#### Task requirements:
Each line of the material must be repeated precisely, with the pictures left out.

Begin Material for the task

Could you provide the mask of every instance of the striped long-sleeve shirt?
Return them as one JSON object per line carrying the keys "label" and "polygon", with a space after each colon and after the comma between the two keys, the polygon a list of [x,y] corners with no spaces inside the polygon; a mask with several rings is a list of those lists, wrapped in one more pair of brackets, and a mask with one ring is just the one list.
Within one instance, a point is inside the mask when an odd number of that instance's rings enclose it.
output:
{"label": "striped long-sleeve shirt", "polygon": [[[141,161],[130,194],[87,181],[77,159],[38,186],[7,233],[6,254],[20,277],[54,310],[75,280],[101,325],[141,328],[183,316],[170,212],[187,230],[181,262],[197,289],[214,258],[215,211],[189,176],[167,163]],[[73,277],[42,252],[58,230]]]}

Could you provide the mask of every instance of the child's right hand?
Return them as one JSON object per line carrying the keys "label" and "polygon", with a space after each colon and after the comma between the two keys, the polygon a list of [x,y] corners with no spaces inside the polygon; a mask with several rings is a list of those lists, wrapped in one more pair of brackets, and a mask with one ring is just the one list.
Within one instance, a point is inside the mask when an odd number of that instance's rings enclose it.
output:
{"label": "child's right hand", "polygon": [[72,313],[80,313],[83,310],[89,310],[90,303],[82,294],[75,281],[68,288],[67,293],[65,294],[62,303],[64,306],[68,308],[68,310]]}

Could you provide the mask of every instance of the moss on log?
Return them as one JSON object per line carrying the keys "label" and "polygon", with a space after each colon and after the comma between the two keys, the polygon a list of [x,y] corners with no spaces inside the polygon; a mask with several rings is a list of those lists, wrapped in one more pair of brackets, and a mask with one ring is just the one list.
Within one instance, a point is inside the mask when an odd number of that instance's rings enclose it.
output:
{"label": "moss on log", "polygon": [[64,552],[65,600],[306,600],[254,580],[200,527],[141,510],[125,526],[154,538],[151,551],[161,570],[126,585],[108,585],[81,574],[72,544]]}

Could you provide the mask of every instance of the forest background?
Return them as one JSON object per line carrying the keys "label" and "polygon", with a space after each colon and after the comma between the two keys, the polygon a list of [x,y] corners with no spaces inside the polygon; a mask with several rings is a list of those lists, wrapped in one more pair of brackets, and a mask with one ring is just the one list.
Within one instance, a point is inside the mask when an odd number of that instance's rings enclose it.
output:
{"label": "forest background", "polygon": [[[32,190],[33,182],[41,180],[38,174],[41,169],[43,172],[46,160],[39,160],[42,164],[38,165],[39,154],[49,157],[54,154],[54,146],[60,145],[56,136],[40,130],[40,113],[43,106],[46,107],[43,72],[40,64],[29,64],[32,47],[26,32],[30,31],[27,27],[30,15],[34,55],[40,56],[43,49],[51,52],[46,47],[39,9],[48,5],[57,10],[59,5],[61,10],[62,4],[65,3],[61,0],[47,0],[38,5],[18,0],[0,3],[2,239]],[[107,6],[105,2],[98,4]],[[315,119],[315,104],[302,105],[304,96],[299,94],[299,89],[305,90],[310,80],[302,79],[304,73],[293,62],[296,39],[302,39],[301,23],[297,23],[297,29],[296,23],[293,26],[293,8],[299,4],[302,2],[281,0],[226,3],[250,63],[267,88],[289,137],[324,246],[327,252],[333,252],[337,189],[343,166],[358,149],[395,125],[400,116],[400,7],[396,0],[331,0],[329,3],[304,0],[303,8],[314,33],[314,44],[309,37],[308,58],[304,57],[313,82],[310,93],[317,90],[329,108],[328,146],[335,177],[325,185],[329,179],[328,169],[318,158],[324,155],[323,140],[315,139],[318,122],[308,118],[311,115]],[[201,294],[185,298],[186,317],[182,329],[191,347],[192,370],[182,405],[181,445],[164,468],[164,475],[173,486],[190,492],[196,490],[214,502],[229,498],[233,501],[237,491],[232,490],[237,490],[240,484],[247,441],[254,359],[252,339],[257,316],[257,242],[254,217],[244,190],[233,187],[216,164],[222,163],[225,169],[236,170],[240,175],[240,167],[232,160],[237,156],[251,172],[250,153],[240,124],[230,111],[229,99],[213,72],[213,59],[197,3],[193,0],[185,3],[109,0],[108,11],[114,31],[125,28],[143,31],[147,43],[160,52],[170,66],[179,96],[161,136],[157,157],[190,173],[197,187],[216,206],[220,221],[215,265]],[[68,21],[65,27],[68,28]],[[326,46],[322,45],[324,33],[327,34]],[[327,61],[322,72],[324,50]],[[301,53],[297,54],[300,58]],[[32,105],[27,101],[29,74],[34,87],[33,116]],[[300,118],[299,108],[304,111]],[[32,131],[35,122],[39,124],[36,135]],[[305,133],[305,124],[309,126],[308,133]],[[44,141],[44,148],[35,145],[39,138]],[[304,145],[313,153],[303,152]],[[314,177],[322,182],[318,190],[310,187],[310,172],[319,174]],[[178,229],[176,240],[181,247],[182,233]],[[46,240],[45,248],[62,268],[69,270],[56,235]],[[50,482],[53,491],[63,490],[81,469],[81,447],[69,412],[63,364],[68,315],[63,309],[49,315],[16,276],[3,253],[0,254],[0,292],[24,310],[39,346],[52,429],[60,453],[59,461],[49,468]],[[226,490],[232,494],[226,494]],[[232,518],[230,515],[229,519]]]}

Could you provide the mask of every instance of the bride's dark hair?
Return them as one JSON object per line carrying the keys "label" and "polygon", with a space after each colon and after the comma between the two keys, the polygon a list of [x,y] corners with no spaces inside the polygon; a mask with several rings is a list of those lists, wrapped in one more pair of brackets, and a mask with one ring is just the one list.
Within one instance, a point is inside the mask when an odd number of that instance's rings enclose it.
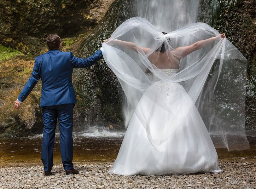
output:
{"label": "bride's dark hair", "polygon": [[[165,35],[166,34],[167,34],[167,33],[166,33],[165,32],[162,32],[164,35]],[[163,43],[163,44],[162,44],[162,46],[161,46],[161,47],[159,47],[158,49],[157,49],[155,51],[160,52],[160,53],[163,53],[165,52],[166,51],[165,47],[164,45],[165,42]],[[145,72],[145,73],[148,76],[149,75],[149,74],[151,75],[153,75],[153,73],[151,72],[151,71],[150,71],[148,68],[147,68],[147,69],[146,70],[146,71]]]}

End Material for the task

#### Complete response:
Could you provide the mask of every instance of the striped long-sleeve shirt?
Return them as one JSON object per line carrying the keys "label" and "polygon", with a space after each colon and after the comma between the two keys, the polygon a list of [x,y] corners with no spaces inside the polygon; a mask with several rings is a list of those lists, wrapped in one more pair of brackets, and a mask with one ring is just the one list.
Within one instance, a point is inside the mask when an odd number of that instance's rings enclose it.
output:
{"label": "striped long-sleeve shirt", "polygon": [[[141,161],[130,194],[87,181],[77,159],[38,186],[7,233],[6,254],[20,277],[54,310],[75,280],[101,325],[141,328],[183,316],[170,212],[187,230],[181,262],[197,289],[214,258],[215,211],[189,176],[167,163]],[[73,277],[42,252],[58,230]]]}

Could you provide the mask of every instance of the child's right hand?
Return them as one JSON object per line carrying the keys "label" and "polygon", with a space after each colon and after the comma between the two keys, the polygon a list of [x,y] corners with no spaces inside the polygon; a mask with several rings is a list of those lists, wrapped in one more pair of brackets, and a mask with one ring is just the one list.
Within one instance, a point is inside the mask when an odd number of that instance's rings enclose it.
output:
{"label": "child's right hand", "polygon": [[72,313],[80,313],[83,310],[89,310],[90,303],[82,294],[75,281],[68,288],[67,293],[65,294],[62,303],[64,306],[68,308],[68,310]]}

Could you provide the mask of every instance of the moss on log?
Return them as one JSON object per line carrying the keys "label" and "polygon", with a space after each colon and after the comma between the two keys, the polygon a list of [x,y] corners with no spaces inside the polygon; a mask with several rings is a list of those lists, wrapped in one more pair of brackets, and a mask with one ring is just the one list.
Within one instance, a point is inside the mask when an odd number of that instance's rings enclose it.
output:
{"label": "moss on log", "polygon": [[64,552],[65,600],[306,600],[254,580],[200,527],[141,510],[125,526],[154,538],[151,551],[161,570],[126,585],[108,585],[81,574],[72,544]]}

Could you provide the mask of every instance of the forest background?
Return them as one JSON object per line carrying the keys "label" and "polygon", with a space after each colon and after the comma between the two keys, the polygon a list of [x,y] corners with no spaces inside the polygon; a mask with several rings is a list of those lists, wrapped in one more pair of brackets, and a mask with one ring is just the one list.
Within one instance, a point is inside the mask when an odd number of that instance's rings enclose it.
output:
{"label": "forest background", "polygon": [[[32,190],[33,182],[41,180],[38,174],[41,169],[43,172],[46,160],[39,160],[42,164],[38,165],[39,154],[49,157],[54,154],[54,146],[60,145],[56,136],[40,130],[40,113],[43,106],[46,107],[43,72],[40,64],[29,64],[32,47],[26,32],[30,31],[27,27],[30,15],[34,55],[40,56],[43,49],[51,52],[46,47],[39,9],[48,5],[57,10],[59,5],[61,10],[62,4],[65,3],[61,0],[47,0],[38,5],[18,0],[0,3],[2,239]],[[107,6],[105,2],[98,4]],[[315,119],[315,104],[302,105],[304,96],[299,94],[299,89],[305,90],[310,80],[302,79],[304,73],[293,62],[296,39],[302,39],[301,23],[297,23],[297,29],[296,23],[293,26],[293,8],[299,4],[302,2],[281,0],[226,3],[250,63],[267,88],[289,137],[324,246],[327,252],[333,252],[337,189],[343,166],[358,149],[395,125],[400,116],[400,7],[396,0],[331,0],[329,3],[304,0],[303,8],[314,33],[314,44],[309,37],[308,58],[304,57],[313,82],[310,93],[317,90],[329,108],[328,146],[335,177],[325,185],[329,179],[328,169],[318,158],[324,155],[323,140],[315,139],[318,122],[308,118],[311,115]],[[201,294],[185,298],[186,317],[182,329],[191,347],[192,370],[182,405],[181,445],[164,468],[164,475],[173,486],[190,492],[196,490],[214,502],[229,498],[233,501],[237,491],[232,490],[237,490],[240,484],[247,441],[254,359],[252,339],[257,316],[257,242],[254,217],[244,190],[233,187],[216,164],[222,163],[225,169],[236,170],[240,175],[240,167],[232,160],[237,156],[251,172],[250,153],[240,124],[230,111],[229,99],[213,72],[213,59],[197,3],[193,0],[185,3],[109,0],[108,11],[114,31],[125,28],[143,31],[147,43],[160,52],[170,66],[179,96],[161,136],[157,157],[190,173],[197,187],[216,206],[220,221],[215,265]],[[68,21],[65,27],[68,28]],[[326,46],[322,45],[324,33],[327,34]],[[327,61],[322,72],[324,50]],[[301,53],[297,54],[300,58]],[[32,105],[27,101],[29,74],[34,87],[33,116]],[[300,118],[299,108],[304,111]],[[32,131],[35,122],[39,124],[36,135]],[[305,133],[305,124],[309,126],[308,133]],[[44,141],[44,148],[35,145],[39,138]],[[304,145],[313,153],[303,152]],[[314,177],[322,182],[318,190],[310,187],[310,172],[319,174]],[[178,229],[176,240],[181,247],[182,233]],[[46,240],[45,248],[62,268],[69,270],[56,235]],[[50,482],[53,491],[63,490],[81,469],[81,447],[69,412],[63,364],[68,315],[63,309],[49,315],[16,276],[3,253],[0,254],[0,292],[24,310],[39,346],[52,429],[60,453],[59,461],[49,468]],[[226,490],[232,494],[226,494]],[[232,518],[230,515],[229,519]]]}

Could you provide the mask of every instance of the bride's dark hair?
Return them as one JSON object per line carrying the keys "label" and "polygon", with a space after each colon and after the comma between the two keys, the polygon a list of [x,y] corners with no spaces inside the polygon; a mask with several rings is a list of those lists, wrapped in one more pair of brackets, and a mask with one ring is just the one list.
Within one instance, a point is inside the mask when an odd number of that instance's rings enclose it.
output:
{"label": "bride's dark hair", "polygon": [[[165,35],[166,34],[167,34],[167,33],[166,33],[165,32],[162,32],[164,35]],[[163,43],[163,44],[162,44],[162,46],[161,46],[161,47],[159,47],[158,49],[157,49],[155,51],[160,52],[160,53],[163,53],[165,52],[166,51],[165,47],[164,45],[165,42]],[[145,72],[145,73],[148,76],[149,75],[149,74],[151,75],[153,75],[153,73],[151,72],[151,71],[150,71],[148,68],[147,68],[147,69],[146,70],[146,71]]]}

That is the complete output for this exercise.